**** DATA ENTRIES

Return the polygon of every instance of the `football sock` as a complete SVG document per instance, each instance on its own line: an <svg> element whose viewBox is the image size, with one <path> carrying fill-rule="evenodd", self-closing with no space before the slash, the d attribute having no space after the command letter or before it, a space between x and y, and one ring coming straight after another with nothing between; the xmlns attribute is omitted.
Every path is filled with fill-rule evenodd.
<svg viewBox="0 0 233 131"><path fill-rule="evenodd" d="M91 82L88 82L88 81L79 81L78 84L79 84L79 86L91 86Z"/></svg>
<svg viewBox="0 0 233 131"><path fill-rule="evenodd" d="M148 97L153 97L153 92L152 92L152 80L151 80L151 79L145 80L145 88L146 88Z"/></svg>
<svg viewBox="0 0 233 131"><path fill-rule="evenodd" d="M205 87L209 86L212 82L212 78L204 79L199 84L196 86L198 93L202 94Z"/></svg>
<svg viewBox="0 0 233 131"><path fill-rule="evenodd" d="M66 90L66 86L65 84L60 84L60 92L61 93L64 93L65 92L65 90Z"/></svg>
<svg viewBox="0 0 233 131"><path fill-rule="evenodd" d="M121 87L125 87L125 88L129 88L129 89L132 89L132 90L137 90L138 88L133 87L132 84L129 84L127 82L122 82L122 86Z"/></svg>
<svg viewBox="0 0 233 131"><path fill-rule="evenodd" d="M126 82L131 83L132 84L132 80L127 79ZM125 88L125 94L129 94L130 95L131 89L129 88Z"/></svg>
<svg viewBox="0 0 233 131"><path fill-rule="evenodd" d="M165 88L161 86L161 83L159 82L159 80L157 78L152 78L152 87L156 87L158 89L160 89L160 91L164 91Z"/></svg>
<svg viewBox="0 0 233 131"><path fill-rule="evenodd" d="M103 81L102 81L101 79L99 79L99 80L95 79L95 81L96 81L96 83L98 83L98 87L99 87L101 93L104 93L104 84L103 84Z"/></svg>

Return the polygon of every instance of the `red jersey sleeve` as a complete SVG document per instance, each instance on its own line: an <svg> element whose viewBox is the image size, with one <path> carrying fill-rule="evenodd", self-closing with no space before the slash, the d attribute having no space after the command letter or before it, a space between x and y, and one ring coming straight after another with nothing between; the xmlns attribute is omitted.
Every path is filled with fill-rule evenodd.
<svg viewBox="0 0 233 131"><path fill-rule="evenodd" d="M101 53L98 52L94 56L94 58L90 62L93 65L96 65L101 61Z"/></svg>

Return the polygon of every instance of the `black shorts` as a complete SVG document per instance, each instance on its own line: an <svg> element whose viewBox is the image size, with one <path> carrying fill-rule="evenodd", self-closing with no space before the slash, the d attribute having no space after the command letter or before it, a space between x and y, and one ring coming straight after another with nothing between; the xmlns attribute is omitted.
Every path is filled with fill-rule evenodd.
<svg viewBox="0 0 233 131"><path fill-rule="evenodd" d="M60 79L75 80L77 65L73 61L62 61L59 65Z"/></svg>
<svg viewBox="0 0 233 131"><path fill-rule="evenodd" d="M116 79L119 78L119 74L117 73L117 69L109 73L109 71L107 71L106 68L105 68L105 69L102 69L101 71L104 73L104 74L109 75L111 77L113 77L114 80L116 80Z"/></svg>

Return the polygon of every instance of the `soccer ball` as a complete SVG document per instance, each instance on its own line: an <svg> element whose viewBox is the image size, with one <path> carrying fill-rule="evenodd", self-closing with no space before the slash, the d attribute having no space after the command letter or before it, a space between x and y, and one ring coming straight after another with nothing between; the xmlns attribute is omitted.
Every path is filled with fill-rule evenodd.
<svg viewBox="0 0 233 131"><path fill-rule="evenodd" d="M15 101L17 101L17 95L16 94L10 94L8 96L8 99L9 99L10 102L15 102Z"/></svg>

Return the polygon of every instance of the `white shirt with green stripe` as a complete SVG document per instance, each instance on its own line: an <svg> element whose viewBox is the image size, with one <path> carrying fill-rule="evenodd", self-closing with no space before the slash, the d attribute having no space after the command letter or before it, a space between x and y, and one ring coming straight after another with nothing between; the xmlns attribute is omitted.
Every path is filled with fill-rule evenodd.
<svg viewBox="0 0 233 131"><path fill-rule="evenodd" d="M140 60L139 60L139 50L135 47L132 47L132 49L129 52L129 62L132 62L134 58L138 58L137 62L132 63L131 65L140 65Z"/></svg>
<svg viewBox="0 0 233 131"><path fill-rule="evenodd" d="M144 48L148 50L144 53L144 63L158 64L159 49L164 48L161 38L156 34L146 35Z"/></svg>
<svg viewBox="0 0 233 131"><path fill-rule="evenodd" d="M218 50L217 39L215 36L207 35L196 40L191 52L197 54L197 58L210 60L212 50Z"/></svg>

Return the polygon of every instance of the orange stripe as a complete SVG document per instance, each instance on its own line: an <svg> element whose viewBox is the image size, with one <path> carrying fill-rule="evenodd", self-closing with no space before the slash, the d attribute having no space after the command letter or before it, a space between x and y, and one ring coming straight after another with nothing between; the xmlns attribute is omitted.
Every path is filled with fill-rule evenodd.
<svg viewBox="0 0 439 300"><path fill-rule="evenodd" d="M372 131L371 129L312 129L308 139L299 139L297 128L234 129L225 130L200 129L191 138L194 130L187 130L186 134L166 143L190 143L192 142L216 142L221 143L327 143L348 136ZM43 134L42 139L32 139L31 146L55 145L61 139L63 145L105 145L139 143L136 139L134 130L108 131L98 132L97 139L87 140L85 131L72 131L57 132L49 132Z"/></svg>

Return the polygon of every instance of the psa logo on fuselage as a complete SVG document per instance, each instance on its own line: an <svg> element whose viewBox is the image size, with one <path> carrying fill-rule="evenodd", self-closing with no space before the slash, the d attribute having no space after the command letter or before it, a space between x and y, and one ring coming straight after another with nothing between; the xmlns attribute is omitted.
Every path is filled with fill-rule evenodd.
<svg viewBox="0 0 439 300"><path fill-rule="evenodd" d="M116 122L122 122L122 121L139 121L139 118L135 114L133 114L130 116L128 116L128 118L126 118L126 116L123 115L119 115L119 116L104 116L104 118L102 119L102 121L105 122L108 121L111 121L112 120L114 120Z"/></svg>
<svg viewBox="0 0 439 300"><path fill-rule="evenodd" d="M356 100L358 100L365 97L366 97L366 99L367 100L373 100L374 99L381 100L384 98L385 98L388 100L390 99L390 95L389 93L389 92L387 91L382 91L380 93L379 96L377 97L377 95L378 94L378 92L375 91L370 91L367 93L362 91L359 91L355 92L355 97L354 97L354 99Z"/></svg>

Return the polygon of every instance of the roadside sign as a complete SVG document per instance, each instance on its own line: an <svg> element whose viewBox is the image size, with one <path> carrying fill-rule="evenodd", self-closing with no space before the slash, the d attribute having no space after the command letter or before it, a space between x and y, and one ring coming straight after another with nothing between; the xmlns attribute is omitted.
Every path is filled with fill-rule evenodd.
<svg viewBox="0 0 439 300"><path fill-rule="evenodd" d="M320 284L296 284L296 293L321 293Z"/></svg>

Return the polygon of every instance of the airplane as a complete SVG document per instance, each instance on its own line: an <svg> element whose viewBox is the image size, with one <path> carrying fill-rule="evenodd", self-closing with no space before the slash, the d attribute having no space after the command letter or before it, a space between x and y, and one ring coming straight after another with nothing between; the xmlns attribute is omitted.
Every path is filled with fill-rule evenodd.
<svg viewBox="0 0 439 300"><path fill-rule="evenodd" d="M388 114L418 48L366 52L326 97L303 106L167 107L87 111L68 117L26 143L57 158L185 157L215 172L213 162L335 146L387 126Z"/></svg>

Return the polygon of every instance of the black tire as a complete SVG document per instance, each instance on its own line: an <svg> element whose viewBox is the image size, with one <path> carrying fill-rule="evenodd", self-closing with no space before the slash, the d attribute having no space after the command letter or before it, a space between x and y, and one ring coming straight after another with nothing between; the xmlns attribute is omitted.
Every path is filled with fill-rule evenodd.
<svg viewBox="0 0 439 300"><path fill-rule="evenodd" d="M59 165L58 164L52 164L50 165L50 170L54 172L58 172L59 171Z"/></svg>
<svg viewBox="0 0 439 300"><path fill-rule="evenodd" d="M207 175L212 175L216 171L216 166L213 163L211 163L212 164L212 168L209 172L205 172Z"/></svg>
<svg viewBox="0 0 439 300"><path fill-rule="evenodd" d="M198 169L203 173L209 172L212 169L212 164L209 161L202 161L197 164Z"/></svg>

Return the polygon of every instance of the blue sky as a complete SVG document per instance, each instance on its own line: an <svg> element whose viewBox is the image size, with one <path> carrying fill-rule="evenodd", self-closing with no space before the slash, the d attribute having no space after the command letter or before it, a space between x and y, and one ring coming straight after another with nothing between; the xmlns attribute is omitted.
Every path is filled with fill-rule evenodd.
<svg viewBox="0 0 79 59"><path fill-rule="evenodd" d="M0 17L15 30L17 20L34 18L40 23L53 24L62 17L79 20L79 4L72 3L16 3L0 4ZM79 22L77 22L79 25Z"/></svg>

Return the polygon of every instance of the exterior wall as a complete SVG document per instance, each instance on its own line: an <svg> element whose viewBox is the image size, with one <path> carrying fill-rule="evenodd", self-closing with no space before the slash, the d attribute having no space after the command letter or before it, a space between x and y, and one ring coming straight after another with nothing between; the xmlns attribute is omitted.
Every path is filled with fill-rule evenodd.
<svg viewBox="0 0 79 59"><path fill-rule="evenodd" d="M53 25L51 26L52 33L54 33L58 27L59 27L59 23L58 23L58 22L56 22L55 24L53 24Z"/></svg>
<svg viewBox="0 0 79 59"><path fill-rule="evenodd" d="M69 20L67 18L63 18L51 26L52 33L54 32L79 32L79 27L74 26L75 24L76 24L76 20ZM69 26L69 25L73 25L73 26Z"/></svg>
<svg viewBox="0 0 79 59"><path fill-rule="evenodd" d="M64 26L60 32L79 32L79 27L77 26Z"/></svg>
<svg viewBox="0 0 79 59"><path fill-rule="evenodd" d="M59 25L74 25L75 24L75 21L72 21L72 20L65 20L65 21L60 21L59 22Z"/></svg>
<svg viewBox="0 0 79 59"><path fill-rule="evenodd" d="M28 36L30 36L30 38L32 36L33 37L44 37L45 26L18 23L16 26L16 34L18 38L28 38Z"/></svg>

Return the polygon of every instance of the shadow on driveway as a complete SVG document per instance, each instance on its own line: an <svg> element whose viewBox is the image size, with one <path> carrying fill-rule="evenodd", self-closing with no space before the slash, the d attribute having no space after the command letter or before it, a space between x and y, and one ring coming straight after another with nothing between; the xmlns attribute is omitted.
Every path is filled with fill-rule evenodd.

********

● TASK REQUIREMENTS:
Copy out the records unchanged, from the line containing "Return the polygon of every instance of the exterior" through the end of the records.

● TASK SOLUTION:
Return the polygon of every instance of the exterior wall as a complete SVG document per instance, each instance on its own line: an <svg> element whose viewBox is the image size, with one <path> carrying fill-rule="evenodd", self-closing with no space before the slash, the d attribute having no space after the command letter or before it, a space between x and y, and one ring coming straight after another with nothing between; the xmlns attribute is omitted.
Every path is filled with fill-rule evenodd.
<svg viewBox="0 0 79 59"><path fill-rule="evenodd" d="M53 25L51 26L52 33L54 33L58 27L59 27L59 23L58 23L58 22L56 22L55 24L53 24Z"/></svg>
<svg viewBox="0 0 79 59"><path fill-rule="evenodd" d="M69 20L67 18L63 18L51 26L52 33L54 32L79 32L79 27L74 26L75 24L76 24L76 20ZM69 26L69 25L73 25L73 26Z"/></svg>
<svg viewBox="0 0 79 59"><path fill-rule="evenodd" d="M64 26L60 32L79 32L79 27L77 26Z"/></svg>
<svg viewBox="0 0 79 59"><path fill-rule="evenodd" d="M59 25L74 25L75 24L75 21L72 21L72 20L65 20L65 21L60 21L59 22Z"/></svg>
<svg viewBox="0 0 79 59"><path fill-rule="evenodd" d="M28 36L30 36L30 38L32 36L33 37L44 37L45 26L18 23L16 26L16 34L18 38L28 38Z"/></svg>

Return the polygon of every instance of the shadow on driveway as a complete SVG document per instance, each instance on its own line: an <svg> element whose viewBox is the image size, with one <path> carrying fill-rule="evenodd", self-closing with no space before the slash, the d attribute having no space after the command letter or before it, a space between x and y, and one ring coming straight after another with nothing between; the xmlns attribute is omitted.
Every path is filled with fill-rule evenodd.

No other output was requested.